# Texto:
____

Mirad lo que escribió Goethe a los ocho años:
Horacio y Cicerón eran paganos, ya se sabe; pero más sabios que muchos cristianos. Uno dice que la plata vale menos que el oro, y el oro menos que la virtud. El otro asegura que en el mundo nada hay más hermoso que la virtud. Por lo demás, ha habido muchos paganos más virtuosos que los cristianos. ¿Quién más fiel a la amistad que Damón? ¿Quién más generoso que Alejandro? ¿Más justo que Aristides? ¿Más sobrio que Diógenes? ¿Más paciente que Sócrates? ¿Más piadoso que Vespasiano? ¿Más experto que Apeles o Demóstenes, en sus respectivas artes?
Yo a los ocho años habría escrito lo siguiente:
Prefiero ver Hawaii 5.0 o Los invencibles de Némisis, Crónicas de un pueblo o Curro Jiménez que leer un libro. Algunas de estas series son buenísimas y sus personajes, ejemplares. ¿Hay alguien más conmovedor que el Superagente 86? ¿Más paciente que Colombo? ¿Más piadoso que Shaolin, el pequeño saltamontes de Kung-Fu? ¿Quién es más experto que el Santo?

____

# Datos del ejercicio:
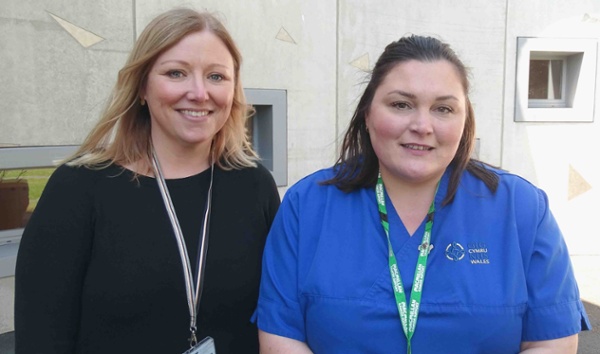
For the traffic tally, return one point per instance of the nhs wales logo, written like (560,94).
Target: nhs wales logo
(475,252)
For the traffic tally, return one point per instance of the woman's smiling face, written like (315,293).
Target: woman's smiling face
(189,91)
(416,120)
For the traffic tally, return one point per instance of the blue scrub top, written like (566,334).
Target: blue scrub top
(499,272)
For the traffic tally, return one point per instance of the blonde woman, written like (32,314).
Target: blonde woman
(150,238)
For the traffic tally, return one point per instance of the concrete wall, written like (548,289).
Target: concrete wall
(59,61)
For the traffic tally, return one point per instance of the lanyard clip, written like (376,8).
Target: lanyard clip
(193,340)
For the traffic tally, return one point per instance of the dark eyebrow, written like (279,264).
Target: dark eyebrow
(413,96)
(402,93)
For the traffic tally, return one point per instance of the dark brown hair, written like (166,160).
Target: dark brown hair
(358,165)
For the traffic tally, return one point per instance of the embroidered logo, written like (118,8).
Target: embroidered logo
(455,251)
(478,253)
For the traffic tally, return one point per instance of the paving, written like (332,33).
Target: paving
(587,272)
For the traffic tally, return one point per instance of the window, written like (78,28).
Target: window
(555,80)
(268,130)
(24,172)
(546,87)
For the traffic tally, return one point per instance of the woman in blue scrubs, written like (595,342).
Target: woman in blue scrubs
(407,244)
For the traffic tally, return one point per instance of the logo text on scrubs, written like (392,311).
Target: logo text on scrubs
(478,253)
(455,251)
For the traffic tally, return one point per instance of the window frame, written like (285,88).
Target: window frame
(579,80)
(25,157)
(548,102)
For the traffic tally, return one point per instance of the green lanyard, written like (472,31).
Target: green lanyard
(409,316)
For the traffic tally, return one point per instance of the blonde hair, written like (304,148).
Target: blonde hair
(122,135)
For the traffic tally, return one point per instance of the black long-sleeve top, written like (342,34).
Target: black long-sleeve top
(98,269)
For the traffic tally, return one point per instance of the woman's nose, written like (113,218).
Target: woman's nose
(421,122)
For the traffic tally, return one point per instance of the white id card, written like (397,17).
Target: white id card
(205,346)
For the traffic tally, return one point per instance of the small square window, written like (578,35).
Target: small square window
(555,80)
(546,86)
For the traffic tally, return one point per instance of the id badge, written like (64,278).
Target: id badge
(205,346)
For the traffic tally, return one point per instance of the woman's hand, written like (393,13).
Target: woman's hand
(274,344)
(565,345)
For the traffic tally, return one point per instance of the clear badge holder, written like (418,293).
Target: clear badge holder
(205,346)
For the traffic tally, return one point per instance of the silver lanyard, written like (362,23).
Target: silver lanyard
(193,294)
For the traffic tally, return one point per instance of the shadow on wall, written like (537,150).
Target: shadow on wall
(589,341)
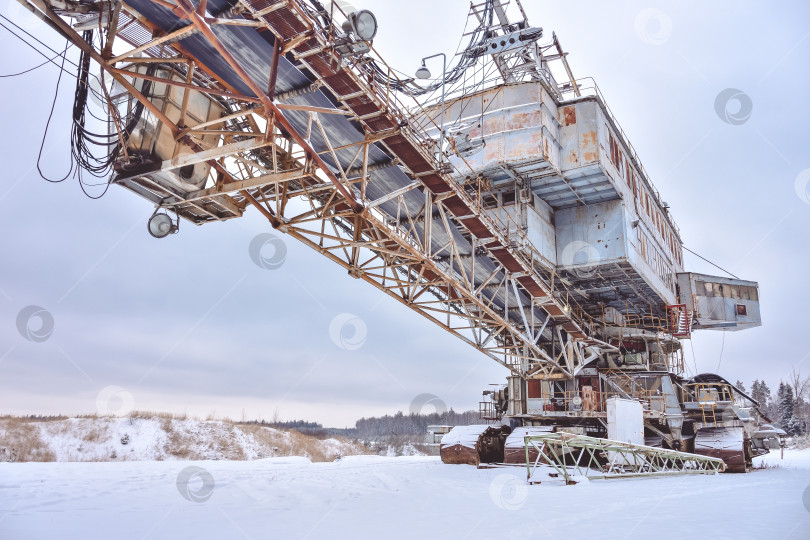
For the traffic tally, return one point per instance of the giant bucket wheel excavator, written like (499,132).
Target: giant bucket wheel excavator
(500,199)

____

# Preguntas de estudio:
#1 Indica si cada afirmación coincide con el texto y responde sí o no, citando literalmente las palabras del texto que lo deciden. (a) Goethe escribió el pasaje a los ocho años. (b) Según Goethe, Horacio y Cicerón eran menos sabios que muchos cristianos. (c) Quien habla en el último párrafo prefiere leer un libro antes que ver series.
#2 Por favor, cita del texto el fragmento que va de "Yo a los ocho" a "que el Santo?".

# Lista de respuestas:
#1
(a) Sí: "Mirad lo que escribió Goethe a los ocho años".
(b) No: "pero más sabios que muchos cristianos".
(c) No: "Prefiero ver Hawaii 5.0 o Los invencibles de Némisis, Crónicas de un pueblo o Curro Jiménez que leer un libro."

#2
Yo a los ocho años habría escrito lo siguiente:
Prefiero ver Hawaii 5.0 o Los invencibles de Némisis, Crónicas de un pueblo o Curro Jiménez que leer un libro. Algunas de estas series son buenísimas y sus personajes, ejemplares. ¿Hay alguien más conmovedor que el Superagente 86? ¿Más paciente que Colombo? ¿Más piadoso que Shaolin, el pequeño saltamontes de Kung-Fu? ¿Quién es más experto que el Santo?